▽

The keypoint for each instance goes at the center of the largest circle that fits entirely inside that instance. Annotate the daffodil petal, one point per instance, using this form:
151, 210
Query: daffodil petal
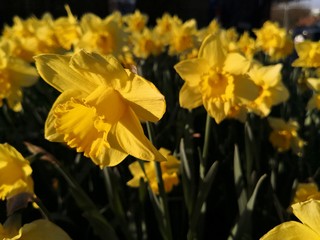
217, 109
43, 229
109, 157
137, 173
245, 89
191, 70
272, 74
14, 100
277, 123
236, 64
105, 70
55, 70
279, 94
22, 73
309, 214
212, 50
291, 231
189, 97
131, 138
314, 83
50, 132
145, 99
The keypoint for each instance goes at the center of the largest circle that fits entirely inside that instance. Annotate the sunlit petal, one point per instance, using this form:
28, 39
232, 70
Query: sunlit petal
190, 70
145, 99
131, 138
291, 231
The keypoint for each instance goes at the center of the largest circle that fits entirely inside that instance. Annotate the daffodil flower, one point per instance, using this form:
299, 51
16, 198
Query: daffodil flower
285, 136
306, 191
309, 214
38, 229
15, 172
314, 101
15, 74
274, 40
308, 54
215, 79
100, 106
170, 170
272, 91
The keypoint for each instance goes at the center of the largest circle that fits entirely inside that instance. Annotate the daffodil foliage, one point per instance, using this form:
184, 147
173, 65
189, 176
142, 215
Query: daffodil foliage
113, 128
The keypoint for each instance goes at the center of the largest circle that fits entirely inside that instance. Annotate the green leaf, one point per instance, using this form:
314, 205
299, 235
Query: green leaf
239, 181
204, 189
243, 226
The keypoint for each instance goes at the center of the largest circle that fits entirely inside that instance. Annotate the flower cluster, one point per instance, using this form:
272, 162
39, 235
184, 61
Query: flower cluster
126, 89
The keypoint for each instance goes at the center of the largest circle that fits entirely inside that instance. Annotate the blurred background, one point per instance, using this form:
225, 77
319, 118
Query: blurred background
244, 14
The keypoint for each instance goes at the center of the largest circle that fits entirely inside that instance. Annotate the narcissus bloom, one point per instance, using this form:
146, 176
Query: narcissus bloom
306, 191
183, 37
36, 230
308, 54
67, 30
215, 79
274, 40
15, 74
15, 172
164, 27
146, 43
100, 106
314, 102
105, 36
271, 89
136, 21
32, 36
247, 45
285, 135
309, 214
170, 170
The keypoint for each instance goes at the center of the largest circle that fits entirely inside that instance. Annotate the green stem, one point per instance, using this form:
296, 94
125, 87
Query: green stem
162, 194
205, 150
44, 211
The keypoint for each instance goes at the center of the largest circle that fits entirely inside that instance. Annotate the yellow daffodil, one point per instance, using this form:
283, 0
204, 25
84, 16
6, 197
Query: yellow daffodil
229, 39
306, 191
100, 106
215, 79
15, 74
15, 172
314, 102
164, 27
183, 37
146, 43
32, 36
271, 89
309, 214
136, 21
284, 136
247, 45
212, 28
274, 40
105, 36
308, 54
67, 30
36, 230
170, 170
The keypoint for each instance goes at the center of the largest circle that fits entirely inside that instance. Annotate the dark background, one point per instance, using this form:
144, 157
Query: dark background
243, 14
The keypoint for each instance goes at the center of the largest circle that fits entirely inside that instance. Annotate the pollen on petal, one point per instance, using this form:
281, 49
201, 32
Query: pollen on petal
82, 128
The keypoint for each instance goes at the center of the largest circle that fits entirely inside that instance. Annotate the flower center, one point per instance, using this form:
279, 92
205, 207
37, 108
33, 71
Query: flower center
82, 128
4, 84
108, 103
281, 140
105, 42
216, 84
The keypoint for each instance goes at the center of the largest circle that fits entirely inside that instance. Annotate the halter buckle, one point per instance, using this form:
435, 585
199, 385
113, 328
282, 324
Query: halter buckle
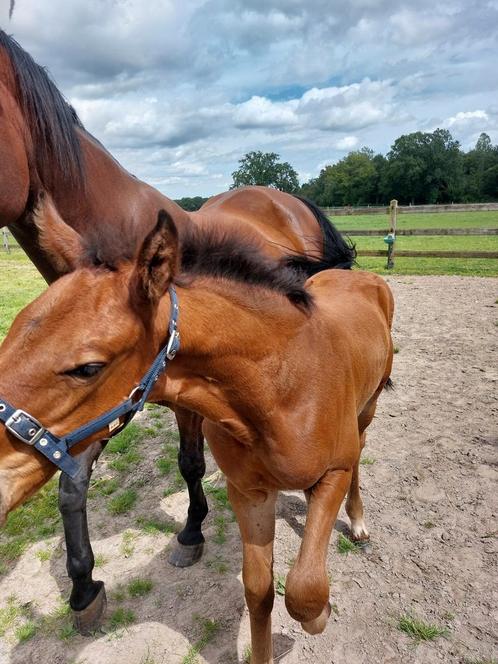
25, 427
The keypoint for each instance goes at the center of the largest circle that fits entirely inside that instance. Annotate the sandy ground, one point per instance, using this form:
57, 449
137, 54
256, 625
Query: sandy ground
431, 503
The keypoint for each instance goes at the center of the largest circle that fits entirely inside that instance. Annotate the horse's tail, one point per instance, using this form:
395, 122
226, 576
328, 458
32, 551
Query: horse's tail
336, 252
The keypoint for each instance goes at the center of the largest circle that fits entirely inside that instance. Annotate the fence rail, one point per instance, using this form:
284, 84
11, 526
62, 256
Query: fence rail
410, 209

△
▽

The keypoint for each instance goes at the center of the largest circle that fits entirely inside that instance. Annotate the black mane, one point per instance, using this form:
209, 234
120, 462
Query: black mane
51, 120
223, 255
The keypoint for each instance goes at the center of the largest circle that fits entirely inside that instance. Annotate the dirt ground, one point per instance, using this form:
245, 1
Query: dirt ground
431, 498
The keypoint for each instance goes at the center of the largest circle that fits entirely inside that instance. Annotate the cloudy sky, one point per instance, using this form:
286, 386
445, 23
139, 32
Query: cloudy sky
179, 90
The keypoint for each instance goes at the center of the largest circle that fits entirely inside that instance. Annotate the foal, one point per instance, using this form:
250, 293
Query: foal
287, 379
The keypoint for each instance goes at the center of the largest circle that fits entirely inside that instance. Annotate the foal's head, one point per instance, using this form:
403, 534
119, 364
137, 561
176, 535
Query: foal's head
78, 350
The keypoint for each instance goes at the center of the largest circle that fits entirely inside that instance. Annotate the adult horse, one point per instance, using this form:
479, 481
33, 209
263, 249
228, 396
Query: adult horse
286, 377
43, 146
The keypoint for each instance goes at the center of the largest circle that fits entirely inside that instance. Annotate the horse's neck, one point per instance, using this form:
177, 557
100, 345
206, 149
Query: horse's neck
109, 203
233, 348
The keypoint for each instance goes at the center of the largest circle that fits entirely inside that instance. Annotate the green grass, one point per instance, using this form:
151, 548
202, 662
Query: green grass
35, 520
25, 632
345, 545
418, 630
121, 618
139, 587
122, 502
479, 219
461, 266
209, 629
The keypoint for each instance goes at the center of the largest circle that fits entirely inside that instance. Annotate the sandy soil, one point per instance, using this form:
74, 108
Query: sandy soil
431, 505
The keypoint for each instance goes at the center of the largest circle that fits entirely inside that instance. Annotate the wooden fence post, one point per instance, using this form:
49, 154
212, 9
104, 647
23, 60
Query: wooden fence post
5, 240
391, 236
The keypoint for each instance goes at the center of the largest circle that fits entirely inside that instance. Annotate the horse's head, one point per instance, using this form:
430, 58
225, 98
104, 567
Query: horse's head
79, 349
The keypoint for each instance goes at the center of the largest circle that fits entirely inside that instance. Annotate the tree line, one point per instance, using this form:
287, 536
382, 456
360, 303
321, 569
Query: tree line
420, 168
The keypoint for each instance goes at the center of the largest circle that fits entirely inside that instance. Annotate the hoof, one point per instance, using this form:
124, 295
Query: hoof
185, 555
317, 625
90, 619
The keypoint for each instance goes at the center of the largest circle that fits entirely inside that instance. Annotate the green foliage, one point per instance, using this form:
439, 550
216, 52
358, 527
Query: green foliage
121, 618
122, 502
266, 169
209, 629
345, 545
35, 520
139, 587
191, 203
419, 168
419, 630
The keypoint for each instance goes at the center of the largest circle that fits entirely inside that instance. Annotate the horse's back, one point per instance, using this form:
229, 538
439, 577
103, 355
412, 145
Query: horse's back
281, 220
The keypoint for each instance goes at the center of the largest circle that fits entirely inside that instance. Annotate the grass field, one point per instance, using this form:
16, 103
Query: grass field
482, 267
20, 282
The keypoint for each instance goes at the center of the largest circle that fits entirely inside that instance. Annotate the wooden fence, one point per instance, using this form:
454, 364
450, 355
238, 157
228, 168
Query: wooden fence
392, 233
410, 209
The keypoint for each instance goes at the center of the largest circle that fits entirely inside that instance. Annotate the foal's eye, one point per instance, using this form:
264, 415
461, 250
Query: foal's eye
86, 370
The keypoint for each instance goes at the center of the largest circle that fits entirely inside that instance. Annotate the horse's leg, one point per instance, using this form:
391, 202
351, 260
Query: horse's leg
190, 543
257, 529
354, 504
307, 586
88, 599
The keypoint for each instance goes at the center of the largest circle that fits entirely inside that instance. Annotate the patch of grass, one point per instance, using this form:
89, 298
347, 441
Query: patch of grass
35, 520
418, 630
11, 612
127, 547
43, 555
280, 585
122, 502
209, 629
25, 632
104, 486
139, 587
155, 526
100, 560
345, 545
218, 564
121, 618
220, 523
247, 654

△

**Your assignment:** Exact copy, pictures excluded: every line above from the one containing "daffodil petal, one" to the one containing "daffodil foliage, one", inclusive, and nothing more.

**Exercise response:**
The keypoint for each instance goes at the center of the largest circle that fits entirely inside that instance. Annotate the daffodil petal, one point per instance, using this form:
151, 210
Query: daffodil petal
217, 109
43, 229
109, 157
137, 173
245, 89
191, 70
272, 74
14, 100
277, 123
236, 64
105, 70
55, 70
279, 94
22, 73
309, 214
212, 50
291, 231
189, 97
131, 138
314, 83
50, 132
145, 99
The keypoint for each instance goes at the center of the largest circle that fits entirely inside that instance. Annotate the sunlit petal, one point per instance, using this form:
28, 39
232, 70
Query: sunlit petal
190, 70
145, 99
131, 138
291, 231
The keypoint for each instance goes at the center of the largest circle that fits entirely inside that instance. Annotate the daffodil flower, one point per instance, using this form:
299, 51
16, 198
Query: daffodil flower
285, 136
306, 191
309, 214
38, 229
15, 172
314, 101
15, 74
274, 40
308, 54
215, 79
100, 106
170, 170
272, 91
The keypoint for each instance goes at the center of the largest circle that fits entirely inside that instance. Annotate the daffodil foliage, one point per instance, using this form:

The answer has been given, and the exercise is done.